• Article
>>
Beta 1-Indexing™: Reducing Investing Complexity

by Vernon V. Chatman III, CFP®

 


For most complex problems, it helps to reduce the number of factors that have to be decided to reach a reasonable or correct solution. Investment decision-making is one such complex problem. Modern portfolio theory (MPT) offers powerful tools for decision-making. Nevertheless, it involves many complex factors. What I explore here is one approach to dealing with some of this complexity. Specifically, the focus is on asset allocation and expected return projections. Complexity may be reduced to such an extent that it is quite effective to create portfolios using only one fund for each asset class. Some portfolios may be cost efficient for investors and may be less sensitive to manager risk. In addition, I suggest that, today, there is little need for performance bogies.1

Actual and forecasted returns might not correspond.2 A successful long-term financial plan depends on the correspondence of projected returns and actual returns. We would like to know that if the forecasted returns are correct, the actual returns will be the same as the forecasted returns. Without this information, our implementation of a financial plan adds uncertainty. β1-IndexingTM addresses this issue with a guideline that uses reasonably available information: β and R-squared. While this guideline is not mechanistic, it does provide objective factors for choosing funds. To help understand the problem, we need to review other aspects of asset allocation and portfolio construction that add complexity.

Asset Allocation

Table 1 illustrates certain aspects of investment decision-making. It is not intended as a recommended portfolio.

Chatman Table 1 revised


Table 1 does not show numeric values for returns (and other factors) specifically to avoid debate about the correctness of those values. This allows us to focus on other issues. There is debate concerning which and how many asset classes are needed for an adequately diversified portfolio. Use of only the first four asset classes listed in Table 1, and excluding cash, is probably adequate for most investors-this keeps them out of assets they do not understand. In any case, Table 1 shows six asset classes; however, β1-IndexingTM does not prescribe the number of asset classes, nor which asset classes, to use in portfolio construction. Even so, it is clear that the greater the number of asset classes used, the greater the number of factors involved in determining the portfolio return; this contributes to complexity. Investment in each asset class is implemented using actual assets, which introduces even more complexity.
<<
• Required actions
**A.** In the article on Beta 1-Indexing, which two pieces of reasonably available information does its guideline rely on?
**B.** Write the next part of the article on Beta 1-Indexing, picking up right after its final sentence.
The data that comes next has nothing to do with the article.

Items listed in a dataset
>>
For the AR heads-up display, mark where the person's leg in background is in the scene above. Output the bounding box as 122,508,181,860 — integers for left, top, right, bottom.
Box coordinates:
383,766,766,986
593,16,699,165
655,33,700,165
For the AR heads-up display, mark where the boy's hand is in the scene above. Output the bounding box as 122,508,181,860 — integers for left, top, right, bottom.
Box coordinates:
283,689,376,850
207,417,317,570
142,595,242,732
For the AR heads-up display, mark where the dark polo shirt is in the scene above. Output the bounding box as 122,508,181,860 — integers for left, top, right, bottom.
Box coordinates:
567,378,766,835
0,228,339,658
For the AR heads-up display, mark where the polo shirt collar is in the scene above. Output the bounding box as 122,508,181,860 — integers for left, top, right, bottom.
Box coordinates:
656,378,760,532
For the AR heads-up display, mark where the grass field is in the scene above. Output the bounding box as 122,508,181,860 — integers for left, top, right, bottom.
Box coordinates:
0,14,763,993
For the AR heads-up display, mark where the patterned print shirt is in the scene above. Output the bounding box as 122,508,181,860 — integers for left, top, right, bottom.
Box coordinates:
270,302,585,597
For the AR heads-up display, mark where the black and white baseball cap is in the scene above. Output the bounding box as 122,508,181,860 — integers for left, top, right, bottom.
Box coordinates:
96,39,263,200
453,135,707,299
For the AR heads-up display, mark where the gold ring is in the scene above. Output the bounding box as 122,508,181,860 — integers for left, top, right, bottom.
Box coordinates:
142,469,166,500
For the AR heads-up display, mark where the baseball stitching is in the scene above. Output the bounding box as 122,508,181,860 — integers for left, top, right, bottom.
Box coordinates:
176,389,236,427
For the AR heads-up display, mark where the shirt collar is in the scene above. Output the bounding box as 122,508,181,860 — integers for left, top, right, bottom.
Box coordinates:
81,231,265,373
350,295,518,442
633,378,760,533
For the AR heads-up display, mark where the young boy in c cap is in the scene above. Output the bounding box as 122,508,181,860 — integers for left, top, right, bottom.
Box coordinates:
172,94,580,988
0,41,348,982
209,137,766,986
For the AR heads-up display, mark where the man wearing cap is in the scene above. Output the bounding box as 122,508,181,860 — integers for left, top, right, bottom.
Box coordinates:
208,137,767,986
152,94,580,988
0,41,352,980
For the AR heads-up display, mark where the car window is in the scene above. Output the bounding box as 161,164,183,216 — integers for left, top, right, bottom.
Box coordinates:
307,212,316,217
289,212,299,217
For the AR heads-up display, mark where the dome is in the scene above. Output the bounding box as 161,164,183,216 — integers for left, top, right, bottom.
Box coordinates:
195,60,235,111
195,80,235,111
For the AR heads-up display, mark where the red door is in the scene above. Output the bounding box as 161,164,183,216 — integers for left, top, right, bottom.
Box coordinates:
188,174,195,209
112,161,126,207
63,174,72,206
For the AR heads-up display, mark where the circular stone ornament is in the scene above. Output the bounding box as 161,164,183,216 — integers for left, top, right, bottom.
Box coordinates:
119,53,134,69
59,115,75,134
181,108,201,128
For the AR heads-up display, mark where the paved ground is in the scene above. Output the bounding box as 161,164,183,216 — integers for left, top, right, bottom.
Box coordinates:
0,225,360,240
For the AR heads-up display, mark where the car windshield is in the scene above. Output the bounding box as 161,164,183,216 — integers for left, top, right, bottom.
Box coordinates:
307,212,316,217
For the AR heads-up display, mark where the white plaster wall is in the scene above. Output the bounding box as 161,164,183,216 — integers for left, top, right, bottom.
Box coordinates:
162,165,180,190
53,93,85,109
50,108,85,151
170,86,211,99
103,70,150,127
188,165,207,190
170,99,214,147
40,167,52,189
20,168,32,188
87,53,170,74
<<
• Results by task
**A.** β and R-squared.

**B.**
The implementation of an asset class in a real portfolio does not include all of the securities in the asset class; instead, the asset class implementation consists of (subsets of) asset class instances (ACI). For example, the Vanguard 500 Index fund (VFINX) does not include all of the securities in the asset class it is used to represent-that is, U.S. Large Cap (see Table 1, columns 1 and 3). This is also true for many advisor-selected sets of securities. The performance of the asset selection used to represent an asset class is commonly assessed using a bogey. In Table 1, row 1, the return of the Vanguard 500 Index fund is to be compared with the return forecasted for the Standard & Poors 500 TR index. If these returns differ, a financial plan based on the forecasts for the Standard & Poors 500 TR index, implemented using the Vanguard 500 Index fund, will not be realized. Different types of bogies raise somewhat different issues in this regard.

The bogies with some portfolio designs are asset class benchmarks (ACB) for each asset class. An ACB is used to assess the performance of the set of ACI used within the relevant asset class. The goal of the person/manager being evaluated is to outperform the benchmark. Note the two levels of indirection here: (1) the benchmark is a stand-in for the asset class and (2) the ACI set performance is compared with the benchmark. Indirection adds complexity.

The bogies with other portfolio designs are asset class proxies (ACP) for each asset class. An ACP is used to assess the performance of the set of ACI used within the relevant asset class. The goal of the person/manager being evaluated is to match the performance of the proxy. This is often called a "sampling" or "optimization" approach. Note the two levels of indirection here: (1) the proxy is a stand-in for the asset class and (2) the ACI set performance is compared with the proxy. Indirection adds complexity.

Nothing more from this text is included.